THE TASK ::
Convert every line of the data below into a JSON list of strings, one string per line, with blank lines skipped and the pictures left out.

== RECORDED INFORMATION

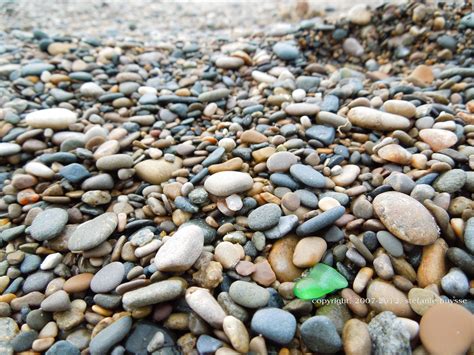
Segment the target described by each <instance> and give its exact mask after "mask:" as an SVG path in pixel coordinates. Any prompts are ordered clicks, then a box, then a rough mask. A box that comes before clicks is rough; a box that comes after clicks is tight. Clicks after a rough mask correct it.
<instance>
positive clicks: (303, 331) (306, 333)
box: [301, 316, 342, 354]
mask: <svg viewBox="0 0 474 355" xmlns="http://www.w3.org/2000/svg"><path fill="white" fill-rule="evenodd" d="M301 338H302V340H303V342H304V343H305V345H306V346H307V347H308V348H309V350H311V351H315V352H321V353H328V354H334V353H336V352H338V351H339V350H341V348H342V340H341V337H340V336H339V334H338V333H337V330H336V326H335V325H334V323H333V322H332V321H331V320H330V319H329V318H327V317H325V316H314V317H311V318H309V319H307V320H305V321H304V322H303V324H302V325H301Z"/></svg>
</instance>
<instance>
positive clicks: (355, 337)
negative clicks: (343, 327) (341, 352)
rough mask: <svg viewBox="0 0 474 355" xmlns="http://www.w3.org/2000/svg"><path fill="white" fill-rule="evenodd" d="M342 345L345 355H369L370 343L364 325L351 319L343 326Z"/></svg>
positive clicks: (368, 331)
mask: <svg viewBox="0 0 474 355" xmlns="http://www.w3.org/2000/svg"><path fill="white" fill-rule="evenodd" d="M342 343H343V344H344V351H345V353H346V354H347V355H370V353H371V350H372V341H371V339H370V334H369V328H368V326H367V324H366V323H364V322H362V321H360V320H358V319H356V318H353V319H349V320H348V321H347V322H346V323H345V324H344V329H343V331H342Z"/></svg>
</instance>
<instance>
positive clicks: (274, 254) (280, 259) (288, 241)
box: [268, 235, 303, 282]
mask: <svg viewBox="0 0 474 355" xmlns="http://www.w3.org/2000/svg"><path fill="white" fill-rule="evenodd" d="M298 241H299V238H298V237H296V236H294V235H289V236H286V237H284V238H281V239H278V240H277V241H276V242H275V243H274V244H273V246H272V249H271V250H270V254H269V255H268V261H269V263H270V265H271V266H272V269H273V271H274V272H275V274H276V276H277V279H278V281H280V282H291V281H294V280H295V279H296V278H298V277H300V275H301V273H302V272H303V270H302V269H300V268H298V267H296V266H295V264H293V254H294V250H295V247H296V244H298Z"/></svg>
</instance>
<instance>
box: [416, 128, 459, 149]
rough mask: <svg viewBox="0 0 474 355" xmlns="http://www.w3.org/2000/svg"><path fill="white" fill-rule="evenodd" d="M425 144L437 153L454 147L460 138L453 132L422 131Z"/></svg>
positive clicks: (421, 130) (446, 131)
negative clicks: (444, 149) (436, 152)
mask: <svg viewBox="0 0 474 355" xmlns="http://www.w3.org/2000/svg"><path fill="white" fill-rule="evenodd" d="M418 134H419V136H420V138H421V139H422V140H423V142H425V143H428V144H429V145H430V147H431V149H433V150H434V151H435V152H439V151H440V150H443V149H446V148H449V147H452V146H453V145H455V144H456V143H457V141H458V137H457V136H456V135H455V134H454V133H453V132H451V131H447V130H444V129H437V128H427V129H422V130H421V131H420V132H419V133H418Z"/></svg>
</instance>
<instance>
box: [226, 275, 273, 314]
mask: <svg viewBox="0 0 474 355" xmlns="http://www.w3.org/2000/svg"><path fill="white" fill-rule="evenodd" d="M229 295H230V297H231V298H232V300H233V301H234V302H235V303H237V304H239V305H241V306H244V307H247V308H261V307H264V306H266V305H267V303H268V301H269V299H270V294H269V292H268V291H267V290H266V289H264V288H263V287H261V286H259V285H257V284H255V283H251V282H246V281H240V280H238V281H235V282H233V283H232V285H230V288H229Z"/></svg>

====

EXERCISE SOLUTION ::
[
  "Segment the target described by each <instance> and give its exact mask after \"mask:\" as an SVG path in pixel coordinates. Any prompts are ordered clicks, then a box, then a rough mask. A box that comes before clicks is rough; a box that comes after clicks is tight. Clicks after a rough mask correct it.",
  "<instance>",
  "positive clicks: (303, 331) (306, 333)",
  "box: [301, 316, 342, 354]",
  "mask: <svg viewBox=\"0 0 474 355\" xmlns=\"http://www.w3.org/2000/svg\"><path fill=\"white\" fill-rule=\"evenodd\" d=\"M301 338H302V340H303V342H304V343H305V345H306V346H307V347H308V348H309V350H311V351H315V352H321V353H328V354H334V353H336V352H338V351H339V350H341V348H342V340H341V337H340V336H339V334H338V333H337V330H336V326H335V325H334V323H333V322H332V321H331V320H330V319H329V318H327V317H325V316H314V317H311V318H309V319H307V320H305V321H304V322H303V324H302V325H301Z\"/></svg>",
  "</instance>",
  "<instance>",
  "positive clicks: (355, 337)",
  "negative clicks: (343, 327) (341, 352)",
  "rough mask: <svg viewBox=\"0 0 474 355\" xmlns=\"http://www.w3.org/2000/svg\"><path fill=\"white\" fill-rule=\"evenodd\" d=\"M342 345L345 355H369L370 343L364 325L351 319L343 326Z\"/></svg>",
  "positive clicks: (368, 331)",
  "mask: <svg viewBox=\"0 0 474 355\" xmlns=\"http://www.w3.org/2000/svg\"><path fill=\"white\" fill-rule=\"evenodd\" d=\"M342 343H343V344H344V351H345V353H346V354H347V355H370V353H371V350H372V341H371V339H370V334H369V328H368V326H367V324H366V323H364V322H362V321H360V320H358V319H356V318H353V319H349V320H348V321H347V322H346V323H345V324H344V329H343V331H342Z\"/></svg>",
  "</instance>",
  "<instance>",
  "positive clicks: (274, 254) (280, 259) (288, 241)",
  "box: [268, 235, 303, 282]",
  "mask: <svg viewBox=\"0 0 474 355\" xmlns=\"http://www.w3.org/2000/svg\"><path fill=\"white\" fill-rule=\"evenodd\" d=\"M298 241H299V238H298V237H296V236H294V235H289V236H286V237H284V238H281V239H278V240H277V241H276V242H275V243H274V244H273V246H272V249H271V250H270V254H269V255H268V261H269V263H270V265H271V266H272V269H273V271H274V272H275V274H276V276H277V279H278V281H280V282H291V281H294V280H295V279H296V278H298V277H300V275H301V273H302V272H303V270H302V269H300V268H298V267H296V266H295V264H293V254H294V250H295V247H296V244H298Z\"/></svg>",
  "</instance>",
  "<instance>",
  "box: [416, 128, 459, 149]",
  "rough mask: <svg viewBox=\"0 0 474 355\" xmlns=\"http://www.w3.org/2000/svg\"><path fill=\"white\" fill-rule=\"evenodd\" d=\"M425 144L437 153L454 147L460 138L453 132L422 131Z\"/></svg>",
  "positive clicks: (421, 130) (446, 131)",
  "negative clicks: (444, 149) (436, 152)",
  "mask: <svg viewBox=\"0 0 474 355\" xmlns=\"http://www.w3.org/2000/svg\"><path fill=\"white\" fill-rule=\"evenodd\" d=\"M418 134H419V136H420V138H421V139H422V140H423V142H425V143H428V144H429V145H430V147H431V149H433V150H434V151H435V152H439V151H440V150H443V149H446V148H449V147H452V146H453V145H455V144H456V143H457V141H458V137H457V136H456V135H455V134H454V133H453V132H451V131H447V130H444V129H437V128H427V129H422V130H421V131H420V132H419V133H418Z\"/></svg>",
  "</instance>",
  "<instance>",
  "box: [226, 275, 273, 314]",
  "mask: <svg viewBox=\"0 0 474 355\" xmlns=\"http://www.w3.org/2000/svg\"><path fill=\"white\" fill-rule=\"evenodd\" d=\"M229 295H230V297H231V298H232V300H233V301H234V302H235V303H237V304H239V305H241V306H244V307H247V308H261V307H264V306H266V305H267V303H268V301H269V299H270V294H269V292H268V291H267V290H266V289H264V288H263V287H261V286H259V285H257V284H255V283H251V282H246V281H240V280H238V281H235V282H233V283H232V285H230V288H229Z\"/></svg>"
]